ТЕКСТ ДЛЯ ЧТЕНИЯ:
Он и впрямь писал хуже, чем он есть на самом деле: читая предисловия к изданиям «Всемирной литературы», например, нельзя не удивиться примитивности лексики и синтаксиса; видно, что тексты сознательно упрощены, что автор хочет быть понятным самому непонятливому, не слишком грамотному читателю. Ему пришлось портить свои книги, чтобы они могли увидеть свет: исключить из книги о Некрасове фрагменты, которые особенно сильно возмущали твердолобых почитателей «певца горя народного», вставить Плеханова в сцену похорон поэта, запихнуть в «Искусство перевода» безумную главку о «социальной природе переводчика». Чтение это чрезвычайно жалкое: автору совершенно нечего сказать по этому сомнительному поводу, и он подтягивает социальную природу за уши к тому факту, что Бальмонт когда-то плохо перевел Уитмена. «Переводчик, даже самый талантливый, не в силах, при всем желании, нарушить тот эстетический канон, который внушила ему данная литературная (а значит, и социальная) группа, и остается бессознательно верен этому канону даже тогда, когда переводит писателя, принадлежащего к враждебной ему общественной группе». «Борьбу с оригиналом нам приходится наблюдать всякий раз, когда писатель, принадлежащий к одному социальному строю, переводит писателя, принадлежащего к другому социальному строю». Социально обусловленными оказываются даже такие ошибки, как смешение слов
Чуковский довольно часто применял сильное слово «ненавидеть», обличая плохих переводчиков, редакторов, комментаторов, составителей учебников – как же, мол, надо ненавидеть писателя, чтобы дать о нем такое представление! Эту бальмонтовскую «ненависть» к Уитмену он сохранил даже в самом последнем издании «Высокого искусства» (так книга стала называться позднее): «Перевод превратился в борьбу переводчика с переводимым поэтом, в беспрестанную полемику с ним. Иначе и быть не могло, ибо, в сущности, Бальмонт ненавидит американского барда, не позволяет ему быть таким, каков он есть, старается всячески „исправить“ его, навязывает ему свои бальмонтизмы, свой вычурный стиль модерн».
Разумеется, все, что касалось «социальной природы», Чуковский со временем беспощадно выбросил. Но некоторые соображения о сознательной и бессознательной борьбе переводчика с подлинником – борьбе, обусловленной идейной позицией, – в тексте книги остались (отсылаем интересующихся к первой главе «Высокого искусства»: «Перевод – это автопортрет переводчика»). Речь, правда, уже не о «социальной природе», а о «духовном облике» переводчика и не о том, что «переводчик не в силах нарушить эстетический канон», – напротив, приводится множество примеров, когда он находит в себе силы «обуздывать свои индивидуальные пристрастия, сочувствия, вкусы ради наиболее рельефного выявления той творческой личности, которую они должны воссоздать в переводе».

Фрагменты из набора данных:

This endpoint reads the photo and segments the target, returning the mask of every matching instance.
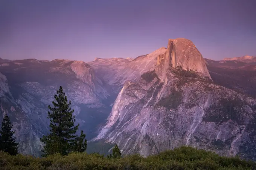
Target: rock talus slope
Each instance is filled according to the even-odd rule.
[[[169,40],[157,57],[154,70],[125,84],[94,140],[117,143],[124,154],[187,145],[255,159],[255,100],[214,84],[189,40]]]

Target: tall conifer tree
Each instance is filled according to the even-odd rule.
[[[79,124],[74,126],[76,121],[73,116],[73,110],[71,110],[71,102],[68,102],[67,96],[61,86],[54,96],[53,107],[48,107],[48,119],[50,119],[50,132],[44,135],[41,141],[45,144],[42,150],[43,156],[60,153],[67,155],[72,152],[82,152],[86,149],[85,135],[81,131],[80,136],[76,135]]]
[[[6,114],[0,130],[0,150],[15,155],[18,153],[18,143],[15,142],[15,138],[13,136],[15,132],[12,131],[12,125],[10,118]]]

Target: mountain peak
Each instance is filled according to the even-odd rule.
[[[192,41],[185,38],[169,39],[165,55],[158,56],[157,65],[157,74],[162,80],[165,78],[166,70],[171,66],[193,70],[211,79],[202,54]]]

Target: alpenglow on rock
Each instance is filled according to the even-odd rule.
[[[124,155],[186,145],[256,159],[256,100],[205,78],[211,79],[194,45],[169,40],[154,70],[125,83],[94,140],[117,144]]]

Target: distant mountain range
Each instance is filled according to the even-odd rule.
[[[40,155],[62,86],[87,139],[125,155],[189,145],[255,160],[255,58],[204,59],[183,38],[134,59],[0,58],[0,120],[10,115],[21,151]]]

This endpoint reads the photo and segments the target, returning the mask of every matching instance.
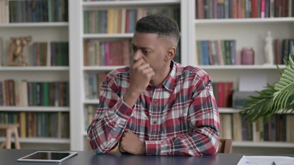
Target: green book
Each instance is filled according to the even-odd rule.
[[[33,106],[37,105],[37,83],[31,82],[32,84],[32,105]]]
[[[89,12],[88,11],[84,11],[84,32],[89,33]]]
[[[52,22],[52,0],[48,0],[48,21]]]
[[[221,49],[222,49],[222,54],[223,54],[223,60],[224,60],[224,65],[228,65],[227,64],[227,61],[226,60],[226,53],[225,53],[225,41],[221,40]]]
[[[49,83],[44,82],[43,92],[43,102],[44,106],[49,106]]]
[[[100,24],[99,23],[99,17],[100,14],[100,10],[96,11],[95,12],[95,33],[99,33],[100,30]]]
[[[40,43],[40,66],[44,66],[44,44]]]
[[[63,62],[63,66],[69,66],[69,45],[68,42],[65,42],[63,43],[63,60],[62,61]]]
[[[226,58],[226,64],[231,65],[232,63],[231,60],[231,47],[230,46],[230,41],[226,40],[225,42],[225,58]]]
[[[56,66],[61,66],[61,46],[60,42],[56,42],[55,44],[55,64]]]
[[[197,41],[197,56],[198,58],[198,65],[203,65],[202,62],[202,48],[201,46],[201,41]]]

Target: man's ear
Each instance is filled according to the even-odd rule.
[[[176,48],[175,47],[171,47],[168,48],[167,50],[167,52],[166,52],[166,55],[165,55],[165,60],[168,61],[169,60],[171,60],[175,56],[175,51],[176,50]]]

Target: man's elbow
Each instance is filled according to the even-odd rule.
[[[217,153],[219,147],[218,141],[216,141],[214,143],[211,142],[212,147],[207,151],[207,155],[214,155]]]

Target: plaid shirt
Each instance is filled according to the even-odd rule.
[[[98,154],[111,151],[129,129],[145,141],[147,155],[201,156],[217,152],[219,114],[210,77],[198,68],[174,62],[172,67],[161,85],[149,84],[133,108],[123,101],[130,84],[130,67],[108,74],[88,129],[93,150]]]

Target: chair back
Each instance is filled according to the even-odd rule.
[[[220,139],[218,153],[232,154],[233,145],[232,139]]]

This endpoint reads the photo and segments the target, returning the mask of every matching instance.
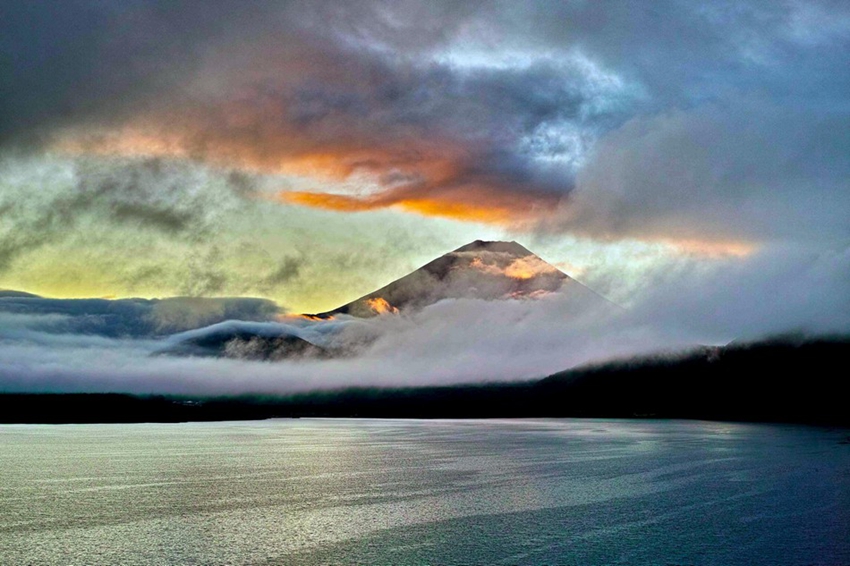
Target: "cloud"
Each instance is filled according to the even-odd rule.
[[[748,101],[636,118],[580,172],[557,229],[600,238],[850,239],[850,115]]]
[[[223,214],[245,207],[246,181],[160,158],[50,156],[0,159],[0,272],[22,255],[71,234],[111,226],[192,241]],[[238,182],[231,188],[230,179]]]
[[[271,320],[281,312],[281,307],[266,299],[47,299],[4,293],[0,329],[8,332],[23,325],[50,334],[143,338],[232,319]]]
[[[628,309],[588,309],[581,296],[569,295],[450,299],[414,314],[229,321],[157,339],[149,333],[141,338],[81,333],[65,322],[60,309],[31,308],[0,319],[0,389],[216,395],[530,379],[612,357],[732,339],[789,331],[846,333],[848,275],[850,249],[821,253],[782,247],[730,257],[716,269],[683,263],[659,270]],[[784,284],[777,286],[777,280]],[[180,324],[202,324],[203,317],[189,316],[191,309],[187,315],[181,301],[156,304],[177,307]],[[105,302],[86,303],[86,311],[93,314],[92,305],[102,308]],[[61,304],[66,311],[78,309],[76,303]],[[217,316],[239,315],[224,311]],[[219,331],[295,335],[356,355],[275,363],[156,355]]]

ВОПРОСЫ И ЗАДАНИЯ:
a: Переведите на английский язык следующее предложение из текста о Чуковском: «Разумеется, все, что касалось „социальной природы“, Чуковский со временем беспощадно выбросил».
b: Продолжите текст о Чуковском, начав сразу после его последнего предложения.

ОТВЕТЫ:
a: Naturally, over time Chukovsky mercilessly cut everything that had to do with "social nature."

b:
Думается, за «социальную природу» Чуковскому всю жизнь было очень стыдно.
Кипарисы шелестят
Мурочка, по свидетельству Марины Чуковской, заболела в конце 1929 года – почти одновременно с публикацией отречения в «Литературке»; недаром К. И. до самой своей кончины считал смертельную болезнь дочери возмездием. Лидия Корнеевна в одном из писем обронила фразу, что в день рождения (а он у Мурочки был в феврале) девочке стало хуже. Болезнь стремительно прогрессировала.
«Всем существом своим противился Корней Иванович мыслям об ее неизбежной гибели, – вспоминала Марина Чуковская. – Не верил. Не желал верить! То ему казалось, что врачи ошиблись. Бывает ведь так? То он понимал, что ребенок гибнет. То, внушив себе, что она больна только временно, что она поправится, заставляя ее учиться, задавал ей уроки, чтобы она не отстала от класса. То в полном отчаянии убегал из дома, не в силах выносить страдания ребенка и горе Марии Борисовны».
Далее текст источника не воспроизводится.